WHAT THE TASK ASKS | Copy all of the material below exactly.
********************
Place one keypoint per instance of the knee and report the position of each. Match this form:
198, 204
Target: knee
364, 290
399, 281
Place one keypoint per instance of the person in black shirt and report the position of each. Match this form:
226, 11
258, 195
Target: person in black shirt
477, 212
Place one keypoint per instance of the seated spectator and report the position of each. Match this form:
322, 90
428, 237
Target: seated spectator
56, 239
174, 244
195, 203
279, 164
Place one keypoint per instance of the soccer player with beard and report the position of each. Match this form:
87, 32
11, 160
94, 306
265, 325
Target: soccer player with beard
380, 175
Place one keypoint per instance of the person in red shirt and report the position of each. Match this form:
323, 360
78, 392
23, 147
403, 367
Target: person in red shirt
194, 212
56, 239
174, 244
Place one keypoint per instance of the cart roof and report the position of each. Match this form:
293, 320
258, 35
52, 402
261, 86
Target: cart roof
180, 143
********************
OUTPUT FOR THIS TASK |
Place one keypoint per instance of the knee and report the position of each. Match this form:
198, 204
Target: knee
364, 290
399, 281
Place one keypoint per instance of the person in black shirt and report the position of each. Match this form:
226, 11
258, 195
Target: person in black shirt
477, 212
Place one keypoint per instance of the seated spectator and report the position of each. Match this form:
322, 90
428, 237
Target: seated spectator
56, 239
174, 244
195, 203
279, 164
Place one keypoint per instance of the soccer player with beard and report the position of each. Match this form:
87, 32
11, 160
94, 306
265, 325
Target: soccer player with beard
380, 175
Place one keypoint per instance of the person in red shirt and report the position of each. Match this form:
323, 360
78, 392
23, 147
403, 367
Target: person in red shirt
194, 212
56, 239
174, 244
Place one keypoint per instance of the cart roof and report the position of each. Match this form:
293, 320
258, 35
52, 402
261, 86
Target: cart roof
180, 143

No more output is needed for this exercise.